-- Stated goal --
Reproduce word for word the lines of the records below that begin at the line containing "Task: point out the blue barrel, one" and end with the line containing "[[120, 299], [378, 235], [129, 297]]", both included. Give those lines alone.

============================================================

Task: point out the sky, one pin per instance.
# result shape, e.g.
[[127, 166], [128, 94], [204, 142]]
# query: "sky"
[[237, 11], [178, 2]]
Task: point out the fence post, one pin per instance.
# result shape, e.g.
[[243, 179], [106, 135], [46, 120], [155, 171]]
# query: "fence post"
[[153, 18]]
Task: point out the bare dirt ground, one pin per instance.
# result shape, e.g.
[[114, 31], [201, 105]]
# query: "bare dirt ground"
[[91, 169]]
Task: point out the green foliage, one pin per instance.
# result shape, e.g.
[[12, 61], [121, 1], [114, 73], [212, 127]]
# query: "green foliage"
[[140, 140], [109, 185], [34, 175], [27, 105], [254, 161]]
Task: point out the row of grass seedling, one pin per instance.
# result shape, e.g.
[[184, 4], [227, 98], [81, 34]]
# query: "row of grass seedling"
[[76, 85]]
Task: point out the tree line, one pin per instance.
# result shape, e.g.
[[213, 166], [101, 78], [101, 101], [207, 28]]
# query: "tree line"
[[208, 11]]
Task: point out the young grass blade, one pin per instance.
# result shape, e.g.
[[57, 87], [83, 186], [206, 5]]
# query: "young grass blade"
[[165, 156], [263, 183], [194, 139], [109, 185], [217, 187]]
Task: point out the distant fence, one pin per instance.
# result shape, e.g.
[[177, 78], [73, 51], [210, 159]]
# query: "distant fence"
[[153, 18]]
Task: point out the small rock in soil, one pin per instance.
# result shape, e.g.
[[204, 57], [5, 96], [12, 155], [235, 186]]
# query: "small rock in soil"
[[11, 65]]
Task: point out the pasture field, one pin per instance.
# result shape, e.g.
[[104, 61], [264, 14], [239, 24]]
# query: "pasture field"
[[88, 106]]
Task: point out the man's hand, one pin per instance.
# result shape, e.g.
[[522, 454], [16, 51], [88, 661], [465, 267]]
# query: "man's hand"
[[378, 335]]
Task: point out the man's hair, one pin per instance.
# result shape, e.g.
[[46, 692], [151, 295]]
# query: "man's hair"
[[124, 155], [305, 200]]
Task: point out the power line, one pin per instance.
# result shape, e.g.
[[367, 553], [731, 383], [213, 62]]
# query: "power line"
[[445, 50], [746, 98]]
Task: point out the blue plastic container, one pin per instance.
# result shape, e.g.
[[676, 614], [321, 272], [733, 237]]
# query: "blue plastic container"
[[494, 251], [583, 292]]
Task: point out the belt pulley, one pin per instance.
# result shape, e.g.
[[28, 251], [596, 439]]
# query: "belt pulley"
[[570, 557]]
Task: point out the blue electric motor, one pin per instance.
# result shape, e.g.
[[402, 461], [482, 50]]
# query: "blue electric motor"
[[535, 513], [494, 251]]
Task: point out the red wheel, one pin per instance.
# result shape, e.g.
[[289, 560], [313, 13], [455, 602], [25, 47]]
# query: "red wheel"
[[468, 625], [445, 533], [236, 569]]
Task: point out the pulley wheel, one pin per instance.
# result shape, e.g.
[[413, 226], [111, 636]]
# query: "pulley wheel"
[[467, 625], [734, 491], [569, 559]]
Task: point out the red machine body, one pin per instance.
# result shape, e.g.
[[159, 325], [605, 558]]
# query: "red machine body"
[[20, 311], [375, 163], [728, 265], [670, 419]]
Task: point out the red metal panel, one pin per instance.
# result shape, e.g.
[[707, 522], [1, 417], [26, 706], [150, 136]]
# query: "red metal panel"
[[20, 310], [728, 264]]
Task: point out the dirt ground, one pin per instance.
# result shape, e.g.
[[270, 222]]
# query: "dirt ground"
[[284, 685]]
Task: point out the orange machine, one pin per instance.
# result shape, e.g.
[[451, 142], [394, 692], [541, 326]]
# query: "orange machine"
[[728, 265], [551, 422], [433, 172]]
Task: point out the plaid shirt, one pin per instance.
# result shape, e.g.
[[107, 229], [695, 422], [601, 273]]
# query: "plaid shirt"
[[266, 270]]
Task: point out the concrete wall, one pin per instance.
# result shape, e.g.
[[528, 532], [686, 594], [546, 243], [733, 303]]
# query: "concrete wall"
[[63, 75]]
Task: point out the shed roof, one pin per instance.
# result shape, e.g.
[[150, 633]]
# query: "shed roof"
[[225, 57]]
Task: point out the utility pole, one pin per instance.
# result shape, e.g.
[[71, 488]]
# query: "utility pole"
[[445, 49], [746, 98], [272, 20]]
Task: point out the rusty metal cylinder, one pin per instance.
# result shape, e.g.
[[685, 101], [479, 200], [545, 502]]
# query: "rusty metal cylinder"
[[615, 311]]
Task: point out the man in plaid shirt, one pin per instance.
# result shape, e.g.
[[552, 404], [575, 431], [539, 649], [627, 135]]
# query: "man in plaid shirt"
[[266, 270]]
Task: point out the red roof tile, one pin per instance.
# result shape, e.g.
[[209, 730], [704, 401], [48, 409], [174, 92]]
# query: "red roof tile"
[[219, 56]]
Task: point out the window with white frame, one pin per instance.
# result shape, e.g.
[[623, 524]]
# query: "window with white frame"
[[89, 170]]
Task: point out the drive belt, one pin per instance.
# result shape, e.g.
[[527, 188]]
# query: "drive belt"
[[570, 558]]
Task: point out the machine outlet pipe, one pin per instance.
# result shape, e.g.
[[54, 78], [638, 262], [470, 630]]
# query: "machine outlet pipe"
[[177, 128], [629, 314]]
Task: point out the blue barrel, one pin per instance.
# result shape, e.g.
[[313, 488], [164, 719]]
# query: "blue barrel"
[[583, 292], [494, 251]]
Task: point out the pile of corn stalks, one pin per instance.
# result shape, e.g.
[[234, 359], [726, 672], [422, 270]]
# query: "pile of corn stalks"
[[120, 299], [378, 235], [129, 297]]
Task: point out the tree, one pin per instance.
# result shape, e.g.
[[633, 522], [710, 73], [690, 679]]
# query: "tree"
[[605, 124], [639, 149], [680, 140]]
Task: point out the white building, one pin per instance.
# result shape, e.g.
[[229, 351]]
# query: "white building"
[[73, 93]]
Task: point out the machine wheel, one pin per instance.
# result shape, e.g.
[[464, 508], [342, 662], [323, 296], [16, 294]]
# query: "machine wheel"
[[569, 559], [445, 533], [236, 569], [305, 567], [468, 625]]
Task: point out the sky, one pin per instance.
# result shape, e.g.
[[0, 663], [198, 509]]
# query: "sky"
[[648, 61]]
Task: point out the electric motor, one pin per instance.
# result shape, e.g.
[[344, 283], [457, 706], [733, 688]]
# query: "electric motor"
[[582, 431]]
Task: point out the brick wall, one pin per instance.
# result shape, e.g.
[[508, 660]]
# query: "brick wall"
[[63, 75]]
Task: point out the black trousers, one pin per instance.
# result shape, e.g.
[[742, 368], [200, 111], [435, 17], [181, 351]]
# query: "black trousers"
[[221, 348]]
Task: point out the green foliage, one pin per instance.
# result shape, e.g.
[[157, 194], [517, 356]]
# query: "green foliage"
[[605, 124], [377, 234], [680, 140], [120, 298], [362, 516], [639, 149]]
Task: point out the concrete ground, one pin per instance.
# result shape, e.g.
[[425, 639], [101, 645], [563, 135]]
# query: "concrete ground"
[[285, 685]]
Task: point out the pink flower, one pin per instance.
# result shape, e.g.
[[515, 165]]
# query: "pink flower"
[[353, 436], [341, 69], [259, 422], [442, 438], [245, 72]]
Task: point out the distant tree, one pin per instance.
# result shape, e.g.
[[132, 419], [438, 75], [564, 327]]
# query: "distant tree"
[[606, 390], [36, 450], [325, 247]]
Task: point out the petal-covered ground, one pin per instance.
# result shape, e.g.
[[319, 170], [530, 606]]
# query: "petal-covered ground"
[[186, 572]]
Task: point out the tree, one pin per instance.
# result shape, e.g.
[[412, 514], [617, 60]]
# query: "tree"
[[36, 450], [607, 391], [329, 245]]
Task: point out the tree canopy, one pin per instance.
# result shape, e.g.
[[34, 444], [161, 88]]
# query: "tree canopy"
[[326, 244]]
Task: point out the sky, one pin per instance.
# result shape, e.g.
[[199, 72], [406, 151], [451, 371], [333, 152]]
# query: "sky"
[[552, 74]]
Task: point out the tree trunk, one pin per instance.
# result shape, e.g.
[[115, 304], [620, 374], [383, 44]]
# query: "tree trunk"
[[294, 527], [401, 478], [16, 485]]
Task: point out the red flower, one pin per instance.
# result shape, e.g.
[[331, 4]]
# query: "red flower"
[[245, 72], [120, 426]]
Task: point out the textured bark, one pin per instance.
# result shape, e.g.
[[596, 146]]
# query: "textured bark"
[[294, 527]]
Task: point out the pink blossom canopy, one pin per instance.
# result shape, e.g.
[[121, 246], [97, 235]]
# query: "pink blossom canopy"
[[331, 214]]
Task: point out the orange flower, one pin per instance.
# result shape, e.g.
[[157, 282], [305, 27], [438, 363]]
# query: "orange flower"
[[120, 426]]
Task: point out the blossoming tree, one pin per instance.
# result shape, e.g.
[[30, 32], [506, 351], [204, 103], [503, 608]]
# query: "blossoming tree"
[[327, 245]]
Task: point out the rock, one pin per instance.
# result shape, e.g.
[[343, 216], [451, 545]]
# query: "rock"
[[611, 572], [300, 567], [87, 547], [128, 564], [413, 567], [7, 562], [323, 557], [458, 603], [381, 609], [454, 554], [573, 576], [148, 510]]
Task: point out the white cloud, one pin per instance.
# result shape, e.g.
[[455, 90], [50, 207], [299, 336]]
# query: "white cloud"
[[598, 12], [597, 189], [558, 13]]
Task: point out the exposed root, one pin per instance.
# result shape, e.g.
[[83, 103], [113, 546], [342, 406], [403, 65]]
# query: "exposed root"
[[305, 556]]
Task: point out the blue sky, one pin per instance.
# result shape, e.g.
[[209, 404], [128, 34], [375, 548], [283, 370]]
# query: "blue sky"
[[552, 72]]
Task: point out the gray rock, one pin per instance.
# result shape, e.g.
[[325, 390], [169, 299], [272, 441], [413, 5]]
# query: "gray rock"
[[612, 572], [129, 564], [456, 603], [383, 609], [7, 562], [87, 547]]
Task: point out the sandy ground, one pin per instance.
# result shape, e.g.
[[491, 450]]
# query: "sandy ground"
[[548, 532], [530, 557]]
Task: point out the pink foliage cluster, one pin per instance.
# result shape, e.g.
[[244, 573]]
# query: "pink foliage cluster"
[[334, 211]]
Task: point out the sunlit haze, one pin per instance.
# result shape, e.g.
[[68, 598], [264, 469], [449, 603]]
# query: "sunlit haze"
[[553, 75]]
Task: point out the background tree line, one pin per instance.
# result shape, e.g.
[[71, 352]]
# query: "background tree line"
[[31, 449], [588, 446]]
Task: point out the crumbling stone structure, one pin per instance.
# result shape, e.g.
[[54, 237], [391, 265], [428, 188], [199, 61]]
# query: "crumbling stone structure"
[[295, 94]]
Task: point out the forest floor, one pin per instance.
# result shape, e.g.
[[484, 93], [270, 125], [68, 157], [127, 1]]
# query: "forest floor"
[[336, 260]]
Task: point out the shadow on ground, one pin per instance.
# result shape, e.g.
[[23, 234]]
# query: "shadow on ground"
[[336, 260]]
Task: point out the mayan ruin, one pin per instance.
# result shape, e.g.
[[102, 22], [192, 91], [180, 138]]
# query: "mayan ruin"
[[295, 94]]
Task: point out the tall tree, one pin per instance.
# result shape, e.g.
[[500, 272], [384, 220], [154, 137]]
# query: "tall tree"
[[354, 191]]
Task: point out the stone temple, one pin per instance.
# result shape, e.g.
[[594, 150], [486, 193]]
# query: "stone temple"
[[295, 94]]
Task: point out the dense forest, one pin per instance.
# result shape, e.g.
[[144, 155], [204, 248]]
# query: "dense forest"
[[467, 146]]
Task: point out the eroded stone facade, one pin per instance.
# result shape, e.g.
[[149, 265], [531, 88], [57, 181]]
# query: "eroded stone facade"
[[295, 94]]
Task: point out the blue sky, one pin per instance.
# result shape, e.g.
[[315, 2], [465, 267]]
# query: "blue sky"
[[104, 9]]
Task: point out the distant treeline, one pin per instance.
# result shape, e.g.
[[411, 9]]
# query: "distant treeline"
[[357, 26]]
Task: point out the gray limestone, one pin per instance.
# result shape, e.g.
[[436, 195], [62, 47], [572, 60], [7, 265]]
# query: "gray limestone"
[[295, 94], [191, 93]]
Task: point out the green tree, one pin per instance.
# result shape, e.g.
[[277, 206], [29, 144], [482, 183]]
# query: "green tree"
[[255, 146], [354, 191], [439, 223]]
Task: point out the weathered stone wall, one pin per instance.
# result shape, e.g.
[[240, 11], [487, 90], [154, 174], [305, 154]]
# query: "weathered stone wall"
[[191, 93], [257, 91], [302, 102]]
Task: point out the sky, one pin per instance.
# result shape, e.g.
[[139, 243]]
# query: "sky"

============================================================

-- Correct output --
Task: point out the blue barrel, one pin per instance.
# result shape, e.g.
[[313, 488], [164, 719]]
# query: "blue barrel"
[[583, 292], [494, 251]]
Task: point out the pile of corn stalks, one pin per instance.
# result shape, e.g.
[[234, 359], [726, 672], [422, 270]]
# query: "pile of corn stalks"
[[120, 299], [378, 235], [129, 297]]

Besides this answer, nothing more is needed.